Activity A:
Print the text of the NCBI search-parsing tutorial word for word between "Take a look" and "examine the URL.", inclusive.
Activity B:
Carry on the NCBI search-parsing tutorial from the point where it stops.

Document excerpt:
[Start of section]

Exercise NCBI.4: Examine the HTML code for the search results.
Have you done exercise NCBI.4? If so, you have discovered that the data we are interested in is found in <dd>...</dd> blocks, where a description of the sequence, and the id of the sequence, are separated by a <br> tag.
<dd>Homo sapiens seryl-tRNA synthetase (SARS), mRNA <br>gi|16306547|ref|NM_006513.2|[16306547] <br><br></dd>
Exercise NCBI.5: Write a parser that reads a search result page and extracts a list of (description,id) pairs.
You can combine the parser from exercise NCBI.5 with the function from exercise NCBI.3 into a function, search that from a search string gives us a list of hits:
for h in search('pig genome'):
print h
should produce output like this:
('Sus scrofa clone RP44-418D6, WORKING DRAFT SEQUENCE, 21 ordered pieces',
'gi|37651747|gb|AC145444.3|[37651747]')
('Sus scrofa clone RP44-245K7, WORKING DRAFT SEQUENCE, 15 ordered pieces',
'gi|37651746|gb|AC145779.2|[37651746]')
...
("tac93g01.y1 Hydra EST -IV Hydra magnipapillata cDNA 5' similar
to SW:RS12_PIG P46405 40S RIBOSOMAL PROTEIN S12. ;, MRNA sequence",
'gi|37571731|gb|CF674431.1|[37571731]')
("tac93e09.y1 Hydra EST -IV Hydra magnipapillata cDNA 5' similar
to SW:CATL_PIG Q28944 CATHEPSIN L PRECURSOR ;, MRNA sequence",
'gi|37571718|gb|CF674418.1|[37571718]')
Take a look at the results page you get with a search. You have a list of hits where the first line is a link, the second a description of the hit, and the third line an ID for the sequence.
Exercise NCBI.6: Click one of the links and examine the URL.

[End of section]

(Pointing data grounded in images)

[Start of section]

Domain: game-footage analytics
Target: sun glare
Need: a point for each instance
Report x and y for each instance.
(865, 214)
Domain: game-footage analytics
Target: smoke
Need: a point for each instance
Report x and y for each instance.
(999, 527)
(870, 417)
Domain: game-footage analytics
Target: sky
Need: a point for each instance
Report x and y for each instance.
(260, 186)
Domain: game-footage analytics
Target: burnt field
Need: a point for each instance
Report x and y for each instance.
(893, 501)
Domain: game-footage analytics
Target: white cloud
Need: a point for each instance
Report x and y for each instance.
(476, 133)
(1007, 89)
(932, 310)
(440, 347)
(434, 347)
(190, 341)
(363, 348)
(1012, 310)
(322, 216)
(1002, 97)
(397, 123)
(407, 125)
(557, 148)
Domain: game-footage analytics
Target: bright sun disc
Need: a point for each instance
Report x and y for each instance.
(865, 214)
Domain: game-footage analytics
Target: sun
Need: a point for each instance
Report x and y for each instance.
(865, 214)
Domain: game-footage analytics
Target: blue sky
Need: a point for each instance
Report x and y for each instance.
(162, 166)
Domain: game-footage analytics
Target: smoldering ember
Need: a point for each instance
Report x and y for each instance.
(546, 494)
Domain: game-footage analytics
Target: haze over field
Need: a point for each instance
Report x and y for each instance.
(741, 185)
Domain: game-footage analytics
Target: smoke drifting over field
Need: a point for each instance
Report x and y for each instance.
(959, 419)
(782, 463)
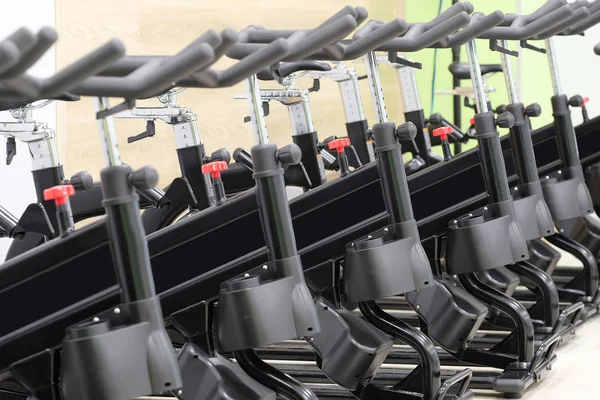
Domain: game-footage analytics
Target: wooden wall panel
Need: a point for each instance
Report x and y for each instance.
(163, 27)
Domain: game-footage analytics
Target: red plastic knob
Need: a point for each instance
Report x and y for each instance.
(214, 168)
(585, 101)
(442, 132)
(59, 194)
(339, 144)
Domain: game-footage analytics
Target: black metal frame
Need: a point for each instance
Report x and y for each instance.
(72, 278)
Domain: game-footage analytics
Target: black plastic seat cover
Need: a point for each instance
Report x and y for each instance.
(461, 70)
(287, 68)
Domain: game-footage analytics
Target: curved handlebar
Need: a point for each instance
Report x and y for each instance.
(478, 25)
(594, 18)
(420, 36)
(32, 49)
(152, 78)
(32, 88)
(524, 27)
(580, 14)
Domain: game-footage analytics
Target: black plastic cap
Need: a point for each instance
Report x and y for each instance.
(290, 154)
(505, 120)
(435, 119)
(384, 134)
(406, 132)
(220, 155)
(82, 180)
(533, 110)
(576, 101)
(144, 178)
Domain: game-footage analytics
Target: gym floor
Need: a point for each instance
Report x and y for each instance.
(574, 374)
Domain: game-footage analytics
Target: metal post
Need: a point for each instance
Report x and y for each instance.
(509, 78)
(375, 85)
(475, 69)
(522, 146)
(257, 116)
(553, 64)
(108, 134)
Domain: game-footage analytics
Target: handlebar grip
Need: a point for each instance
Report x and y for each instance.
(546, 8)
(347, 10)
(331, 33)
(529, 30)
(377, 38)
(211, 37)
(478, 25)
(32, 49)
(417, 39)
(89, 65)
(9, 56)
(579, 15)
(154, 77)
(450, 12)
(591, 20)
(265, 57)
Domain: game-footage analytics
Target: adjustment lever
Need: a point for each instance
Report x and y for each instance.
(579, 101)
(218, 155)
(214, 169)
(11, 149)
(443, 133)
(81, 181)
(244, 158)
(149, 132)
(340, 146)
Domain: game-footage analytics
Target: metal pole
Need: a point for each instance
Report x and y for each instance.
(108, 135)
(257, 116)
(552, 62)
(375, 85)
(475, 69)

[End of section]

Written answer A:
Take a look at the results page you get with a search. You have a list of hits where the first line is a link, the second a description of the hit, and the third line an ID for the sequence.
Exercise NCBI.6: Click one of the links and examine the URL.

Written answer B:
When I clicked one of the links from my SARS search--NC_004818, SARS coronavirus complete genome, gi|30271926|ref|NC_004718.3|[30271926]--I was sent to the URL http://www.ncbi.nlm.nih.gov/entrez/query.fcgi?cmd=Retrieve&db=nucleotide&list_uids=30271926&dopt=GenBank&term=SARS&qty=1
If I delete the last part of the URL, &term=SARS&qty=1, I notice that I am sent to the same page, so it is reasonable to assume that it is the cmd=Retrieve&db=nucleotide&list_uids=30271926&dopt=GenBank arguments to the CGI script that determines the page.
The list_uids argument is set to 30271926, which is the gi number, the number found after the first | in the id: gi|30271926|ref|NC_004718.3|[30271926].
Given the gi number (which we can get from the IDs we get from our search hits) it seems we can get the search results.
Exercise NCBI.7: Write a function that, given a gi number fetches the web page containing the sequence information.
Exercise NCBI.8: Study the HTML for this page and write a parser that extracts the relevant information. (Hint: look for the <pre>...</pre> block).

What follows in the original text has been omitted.